| Listed entries |
======

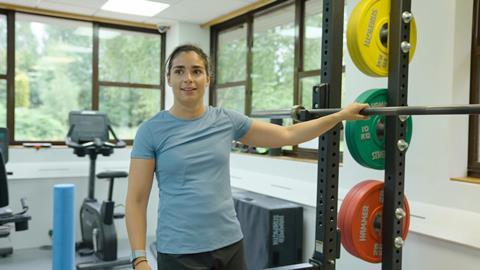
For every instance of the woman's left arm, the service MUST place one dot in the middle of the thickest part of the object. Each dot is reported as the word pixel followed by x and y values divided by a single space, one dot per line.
pixel 264 134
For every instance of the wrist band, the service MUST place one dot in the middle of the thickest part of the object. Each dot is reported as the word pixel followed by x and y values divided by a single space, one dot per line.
pixel 139 261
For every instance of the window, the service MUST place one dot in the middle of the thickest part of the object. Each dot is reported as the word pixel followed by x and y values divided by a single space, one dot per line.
pixel 269 59
pixel 129 78
pixel 474 137
pixel 65 64
pixel 232 62
pixel 53 62
pixel 273 55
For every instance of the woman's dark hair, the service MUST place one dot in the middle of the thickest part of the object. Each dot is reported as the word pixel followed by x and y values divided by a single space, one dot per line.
pixel 188 48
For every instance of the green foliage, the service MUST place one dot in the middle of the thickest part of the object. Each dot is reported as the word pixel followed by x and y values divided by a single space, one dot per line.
pixel 38 125
pixel 22 90
pixel 54 77
pixel 273 64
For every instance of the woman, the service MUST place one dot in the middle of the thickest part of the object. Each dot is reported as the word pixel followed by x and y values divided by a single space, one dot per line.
pixel 188 148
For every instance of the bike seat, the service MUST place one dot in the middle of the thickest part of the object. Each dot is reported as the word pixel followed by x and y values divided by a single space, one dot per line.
pixel 112 174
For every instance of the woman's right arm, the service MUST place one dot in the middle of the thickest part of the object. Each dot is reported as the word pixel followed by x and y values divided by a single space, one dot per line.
pixel 140 181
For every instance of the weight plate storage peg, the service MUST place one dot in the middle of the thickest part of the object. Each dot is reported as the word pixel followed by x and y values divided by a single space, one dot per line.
pixel 360 220
pixel 367 37
pixel 365 138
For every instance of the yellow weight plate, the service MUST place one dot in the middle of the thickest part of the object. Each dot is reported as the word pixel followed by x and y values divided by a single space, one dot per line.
pixel 352 40
pixel 367 37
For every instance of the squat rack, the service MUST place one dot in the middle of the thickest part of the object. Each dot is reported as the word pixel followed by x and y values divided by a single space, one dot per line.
pixel 326 96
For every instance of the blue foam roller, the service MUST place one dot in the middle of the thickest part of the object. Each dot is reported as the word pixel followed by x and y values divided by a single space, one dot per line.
pixel 63 250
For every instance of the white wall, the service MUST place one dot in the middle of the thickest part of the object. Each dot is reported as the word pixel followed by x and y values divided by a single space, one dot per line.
pixel 444 231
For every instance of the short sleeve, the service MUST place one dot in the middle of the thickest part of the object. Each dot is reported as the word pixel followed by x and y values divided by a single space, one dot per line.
pixel 241 123
pixel 143 147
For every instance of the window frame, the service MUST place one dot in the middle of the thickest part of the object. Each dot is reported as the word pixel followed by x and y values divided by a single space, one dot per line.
pixel 298 74
pixel 96 83
pixel 473 132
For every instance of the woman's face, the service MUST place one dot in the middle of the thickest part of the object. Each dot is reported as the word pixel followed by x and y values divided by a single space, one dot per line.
pixel 188 78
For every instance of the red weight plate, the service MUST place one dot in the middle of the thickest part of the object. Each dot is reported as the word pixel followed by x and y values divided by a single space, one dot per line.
pixel 352 211
pixel 347 244
pixel 362 222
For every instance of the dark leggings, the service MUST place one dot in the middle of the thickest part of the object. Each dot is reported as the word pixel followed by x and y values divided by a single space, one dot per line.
pixel 231 257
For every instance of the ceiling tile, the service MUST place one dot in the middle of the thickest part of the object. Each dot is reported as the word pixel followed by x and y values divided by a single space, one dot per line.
pixel 79 3
pixel 195 11
pixel 119 16
pixel 25 3
pixel 67 8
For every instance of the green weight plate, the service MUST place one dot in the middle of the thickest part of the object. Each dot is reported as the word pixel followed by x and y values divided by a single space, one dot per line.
pixel 365 138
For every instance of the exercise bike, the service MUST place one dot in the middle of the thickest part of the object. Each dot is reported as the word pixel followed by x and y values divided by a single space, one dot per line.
pixel 89 135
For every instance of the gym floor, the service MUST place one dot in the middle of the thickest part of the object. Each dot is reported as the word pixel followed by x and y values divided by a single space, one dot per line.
pixel 41 258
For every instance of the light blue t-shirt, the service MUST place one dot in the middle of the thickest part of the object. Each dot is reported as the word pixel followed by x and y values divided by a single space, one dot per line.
pixel 192 166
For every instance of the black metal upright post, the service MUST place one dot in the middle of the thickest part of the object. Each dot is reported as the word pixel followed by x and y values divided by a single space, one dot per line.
pixel 327 240
pixel 395 146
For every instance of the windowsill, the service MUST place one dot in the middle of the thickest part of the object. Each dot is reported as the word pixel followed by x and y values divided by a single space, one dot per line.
pixel 472 180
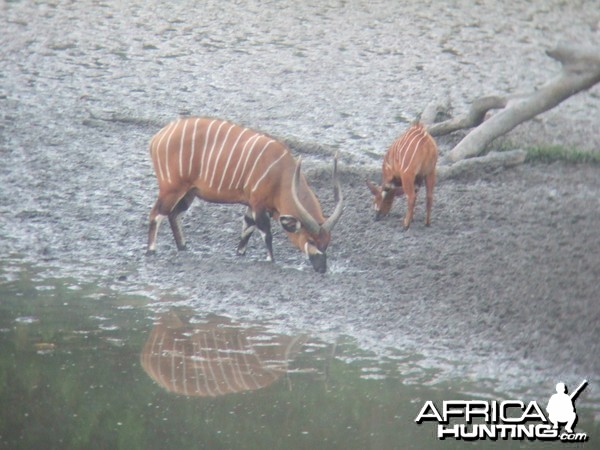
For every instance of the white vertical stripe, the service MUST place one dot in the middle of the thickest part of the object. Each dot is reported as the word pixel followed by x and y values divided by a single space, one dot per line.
pixel 254 139
pixel 181 149
pixel 205 358
pixel 267 171
pixel 198 355
pixel 249 177
pixel 212 362
pixel 406 148
pixel 212 149
pixel 417 149
pixel 156 149
pixel 193 150
pixel 218 157
pixel 167 146
pixel 232 150
pixel 201 161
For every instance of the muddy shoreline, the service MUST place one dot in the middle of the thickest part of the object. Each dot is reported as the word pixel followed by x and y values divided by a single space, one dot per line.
pixel 501 287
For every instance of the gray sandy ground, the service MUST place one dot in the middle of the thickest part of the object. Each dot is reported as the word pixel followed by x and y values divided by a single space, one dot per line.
pixel 503 286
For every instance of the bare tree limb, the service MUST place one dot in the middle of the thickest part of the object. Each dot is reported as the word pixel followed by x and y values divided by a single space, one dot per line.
pixel 580 71
pixel 473 118
pixel 490 162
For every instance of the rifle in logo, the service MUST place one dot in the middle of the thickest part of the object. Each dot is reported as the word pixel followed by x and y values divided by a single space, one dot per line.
pixel 561 406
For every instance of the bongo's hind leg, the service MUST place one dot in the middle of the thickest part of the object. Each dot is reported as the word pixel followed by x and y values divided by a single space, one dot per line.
pixel 181 206
pixel 429 185
pixel 166 206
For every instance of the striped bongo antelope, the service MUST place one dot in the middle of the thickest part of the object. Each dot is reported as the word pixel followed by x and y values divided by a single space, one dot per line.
pixel 221 162
pixel 409 160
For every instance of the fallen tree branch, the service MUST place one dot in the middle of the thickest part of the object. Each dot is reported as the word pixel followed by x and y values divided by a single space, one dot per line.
pixel 580 71
pixel 487 163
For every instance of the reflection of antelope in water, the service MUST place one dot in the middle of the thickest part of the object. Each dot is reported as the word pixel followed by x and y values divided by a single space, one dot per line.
pixel 216 357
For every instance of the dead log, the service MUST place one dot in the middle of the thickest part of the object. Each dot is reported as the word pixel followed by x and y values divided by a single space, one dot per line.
pixel 488 163
pixel 580 71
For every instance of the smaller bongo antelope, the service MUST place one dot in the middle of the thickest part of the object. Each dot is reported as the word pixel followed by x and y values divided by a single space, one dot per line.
pixel 409 160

======

| Prompt |
Word for word, print every record, and leave out any picture.

| Your response |
For every instance of the woman's left arm, the service MUST place one dot in the middle of the thickest part of the object. Each dot is reported as the word pixel followed by x and y values divided by a single space, one dot per line.
pixel 264 134
For every instance of the wrist band, the service MUST place one dot in the middle of the thickest part of the object. Each dot is reported as the word pixel followed by x and y values divided by a single space, one dot per line.
pixel 139 261
For every instance of the window, the service MUST place one dot in the middle of the thickest part of the object. Each dot is reported as the word pixel followed by x and y values divided by a single space, one dot per line.
pixel 269 59
pixel 129 78
pixel 474 137
pixel 65 64
pixel 232 62
pixel 53 62
pixel 273 55
For every instance of the woman's dark hair, the service MUST place one dot in the middle of the thickest part of the object. Each dot is reported as the word pixel followed by x and y values divided by a single space, one dot per line.
pixel 188 48
For every instance of the green foliage, the service MUST place one dot in the middle of the thickest part of the object. Each dot is reported as the word pixel followed by x and y values divided by a single space, one dot per line.
pixel 38 125
pixel 22 90
pixel 54 77
pixel 273 64
For every instance of the woman, the service MUST place one dot in the middle of the thickest part of the object. Each dot is reported as the word pixel followed by x and y values divided by a single space, one dot per line.
pixel 188 148
For every instance of the bike seat, the service MUST place one dot in the middle of the thickest part of the object. Each dot is reported as the word pixel followed by x and y values divided by a single space, one dot per line.
pixel 112 174
For every instance of the woman's right arm, the service MUST place one dot in the middle of the thickest part of the object. Each dot is reported as the word pixel followed by x and y values divided by a single space, one dot per line.
pixel 140 181
For every instance of the weight plate storage peg, the service MUST place one dot in the middle of the thickest part of the object. Each dot is reported as the word pixel followed by x and y values divided by a single space, one dot per line.
pixel 360 220
pixel 367 37
pixel 365 138
For every instance of the yellow weight plate, the service MUST place one dot in the middle of the thickest part of the object. Each dot is reported as the word pixel followed by x and y values divided by a single space, one dot per line.
pixel 352 40
pixel 367 37
For every instance of the squat rack, the service MUST place one dot in the middle of the thickest part of the object. Each dot is reported as the word pixel followed by x and y values divided by a single space, one dot per line.
pixel 326 96
For every instance of the blue foam roller, the service MUST place one dot in the middle of the thickest part of the object. Each dot is reported as the word pixel followed by x and y values divided by a single space, one dot per line.
pixel 63 250
For every instance of the white wall, the service MUST place one dot in the middle of the thickest part of the object. Each dot is reported as the word pixel followed by x and y values divided by a single space, one dot per line.
pixel 444 231
For every instance of the short sleeve, the service MUST place one dot in the middle of the thickest part of the object. Each dot is reported as the word pixel followed by x and y values divided by a single space, one dot per line.
pixel 241 123
pixel 143 147
For every instance of the window frame, the service MUST place one dot in the middle of the thickest part of the object. Each dot is reported as the word pixel followed by x and y values divided by a single space, one dot per line.
pixel 298 74
pixel 96 83
pixel 473 132
For every instance of the woman's face, the service MUST place one dot in the middle of the thickest part of the object. Each dot is reported as the word pixel followed by x and y values divided by a single space, one dot per line.
pixel 188 78
For every instance of the red weight plate, the service MUST place one dot in the middle of the thickest part of the object. Each dot is reported as the word pixel followed by x and y values divided by a single space, one dot per line.
pixel 352 211
pixel 347 244
pixel 362 222
For every instance of the dark leggings, the service MUST place one dot in the middle of the thickest part of the object. Each dot is reported as the word pixel followed by x and y values divided by a single space, one dot per line.
pixel 231 257
For every instance of the ceiling tile, the service MUST place one dot in the middle of the thickest part of the object. Each dot is reported as the word pixel followed by x and y values divided by a single space, one dot per line.
pixel 79 3
pixel 195 11
pixel 119 16
pixel 25 3
pixel 67 8
For every instance of the green weight plate, the service MUST place one dot in the middle of the thickest part of the object. Each dot is reported as the word pixel followed by x and y values divided by a single space, one dot per line.
pixel 365 138
For every instance of the exercise bike, the service MUST place one dot in the middle of the thickest part of the object. Each dot is reported as the word pixel followed by x and y values divided by a single space, one dot per line.
pixel 89 135
For every instance of the gym floor, the service MUST place one dot in the middle of the thickest part of the object. Each dot is reported as the word pixel followed by x and y values divided by a single space, one dot per line.
pixel 41 258
For every instance of the light blue t-shirt, the service MUST place one dot in the middle of the thickest part of the object. Each dot is reported as the word pixel followed by x and y values divided by a single space, one dot per line.
pixel 192 166
For every instance of the black metal upright post, the service MUST place one dot in the middle of the thickest part of the object. Each dot is reported as the word pixel followed by x and y values divided by a single space, one dot per line.
pixel 327 240
pixel 395 146
For every instance of the windowsill, the service MUST place one dot in the middle of the thickest part of the object. Each dot is reported as the word pixel followed by x and y values divided by a single space, one dot per line.
pixel 472 180
For every instance of the white vertical stripe, the service MUST place one dot in the middle of the thickest part of the object. Each dot is reported as the word pixel followed by x and y values divided by a single space, one dot per line.
pixel 254 139
pixel 181 149
pixel 205 358
pixel 267 171
pixel 198 355
pixel 249 177
pixel 212 362
pixel 406 148
pixel 212 149
pixel 417 149
pixel 156 149
pixel 193 150
pixel 218 157
pixel 167 146
pixel 232 150
pixel 201 161
For every instance of the muddy shoreline, the service MUST place one dot in the middle of the thickest part of the object. Each dot is reported as the word pixel followed by x and y values divided by a single space, one dot per line.
pixel 501 287
For every instance of the gray sandy ground, the service MUST place one dot in the middle of the thickest part of the object. Each dot is reported as the word pixel followed by x and y values divided by a single space, one dot per line.
pixel 503 286
For every instance of the bare tree limb, the service MUST place one dot in the middle of the thickest part of the object. Each dot is reported as the word pixel followed by x and y values divided by a single space, one dot per line.
pixel 580 71
pixel 473 118
pixel 490 162
For every instance of the rifle in logo, the service MUST place one dot in the middle of the thickest part of the object. Each dot is reported as the word pixel followed by x and y values divided by a single space, one dot per line.
pixel 561 406
For every instance of the bongo's hind leg, the service MUST place one dot in the middle of the thickest part of the object. Each dot is reported as the word pixel followed by x and y values divided by a single space, one dot per line.
pixel 181 206
pixel 429 185
pixel 166 206
For every instance of the striped bongo antelope, the service MUST place one dot in the middle of the thickest part of the object. Each dot is reported as the word pixel followed by x and y values divided by a single space, one dot per line.
pixel 221 162
pixel 409 160
For every instance of the fallen tree branch, the service MUST place one dot in the middle of the thickest part of the object. Each dot is reported as the word pixel followed by x and y values divided by a single space, one dot per line.
pixel 580 71
pixel 487 163
For every instance of the reflection of antelope in water, the service MUST place one dot in the middle of the thickest part of the object. Each dot is reported as the word pixel followed by x and y values divided by a single space, one dot per line.
pixel 216 357
For every instance of the dead log, the service MUST place one dot in the middle of the thickest part of the object. Each dot is reported as the word pixel followed by x and y values divided by a single space, one dot per line.
pixel 488 163
pixel 580 71
For every instance of the smaller bongo antelope, the service MUST place one dot in the middle of the thickest part of the object. Each dot is reported as the word pixel followed by x and y values divided by a single space, one dot per line.
pixel 409 160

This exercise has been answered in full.